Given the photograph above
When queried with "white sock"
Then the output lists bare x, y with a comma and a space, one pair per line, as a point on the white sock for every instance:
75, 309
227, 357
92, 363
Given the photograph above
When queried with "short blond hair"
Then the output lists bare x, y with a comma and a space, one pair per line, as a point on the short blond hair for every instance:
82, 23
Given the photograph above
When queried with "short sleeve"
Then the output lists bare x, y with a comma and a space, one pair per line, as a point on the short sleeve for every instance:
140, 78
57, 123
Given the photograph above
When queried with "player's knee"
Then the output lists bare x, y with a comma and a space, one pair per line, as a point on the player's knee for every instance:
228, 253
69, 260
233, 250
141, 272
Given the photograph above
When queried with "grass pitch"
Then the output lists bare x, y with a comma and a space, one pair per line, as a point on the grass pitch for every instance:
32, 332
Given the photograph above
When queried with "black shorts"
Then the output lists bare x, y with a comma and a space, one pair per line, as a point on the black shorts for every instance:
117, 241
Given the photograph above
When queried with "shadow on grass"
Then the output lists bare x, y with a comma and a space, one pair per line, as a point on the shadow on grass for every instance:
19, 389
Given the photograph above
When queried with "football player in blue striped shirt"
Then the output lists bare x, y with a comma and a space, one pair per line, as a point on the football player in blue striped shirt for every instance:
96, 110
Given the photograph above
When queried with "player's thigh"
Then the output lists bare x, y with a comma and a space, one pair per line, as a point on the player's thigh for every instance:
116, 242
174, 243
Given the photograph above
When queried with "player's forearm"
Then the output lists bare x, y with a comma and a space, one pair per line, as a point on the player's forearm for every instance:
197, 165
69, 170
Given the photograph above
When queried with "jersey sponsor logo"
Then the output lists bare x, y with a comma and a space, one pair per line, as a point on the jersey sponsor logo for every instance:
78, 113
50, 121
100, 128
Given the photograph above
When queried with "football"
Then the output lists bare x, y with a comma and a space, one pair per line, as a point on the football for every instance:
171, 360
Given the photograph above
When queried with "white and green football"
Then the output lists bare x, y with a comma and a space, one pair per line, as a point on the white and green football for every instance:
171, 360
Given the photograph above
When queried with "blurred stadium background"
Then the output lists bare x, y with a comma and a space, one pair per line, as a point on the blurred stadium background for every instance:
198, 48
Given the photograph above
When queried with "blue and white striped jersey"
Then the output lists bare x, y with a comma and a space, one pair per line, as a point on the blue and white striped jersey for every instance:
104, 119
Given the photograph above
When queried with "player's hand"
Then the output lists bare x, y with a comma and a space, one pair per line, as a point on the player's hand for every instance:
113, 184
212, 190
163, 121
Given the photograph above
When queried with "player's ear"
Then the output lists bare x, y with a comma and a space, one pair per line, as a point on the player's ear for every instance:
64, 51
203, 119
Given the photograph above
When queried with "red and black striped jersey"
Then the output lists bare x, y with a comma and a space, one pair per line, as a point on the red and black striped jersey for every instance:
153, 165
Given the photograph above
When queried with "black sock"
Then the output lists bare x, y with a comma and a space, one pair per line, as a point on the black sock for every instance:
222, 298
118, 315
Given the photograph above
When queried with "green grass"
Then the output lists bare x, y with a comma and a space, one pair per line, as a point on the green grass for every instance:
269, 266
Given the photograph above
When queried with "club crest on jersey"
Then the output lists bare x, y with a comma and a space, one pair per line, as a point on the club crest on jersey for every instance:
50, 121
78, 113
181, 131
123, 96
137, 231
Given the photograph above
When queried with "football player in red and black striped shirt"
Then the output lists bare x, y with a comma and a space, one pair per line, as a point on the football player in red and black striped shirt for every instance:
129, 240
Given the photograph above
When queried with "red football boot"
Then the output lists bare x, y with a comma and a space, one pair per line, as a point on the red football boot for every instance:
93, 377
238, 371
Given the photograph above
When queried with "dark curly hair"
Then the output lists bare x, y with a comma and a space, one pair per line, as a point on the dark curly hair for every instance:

+++

**Exercise directions**
Go through the records and pull out each line that includes the word "curly".

**Result of this task**
When queried with "dark curly hair"
Then the output lists bare x, y with a comma and a space, one pair per line, as a point on the dark curly hair for every instance:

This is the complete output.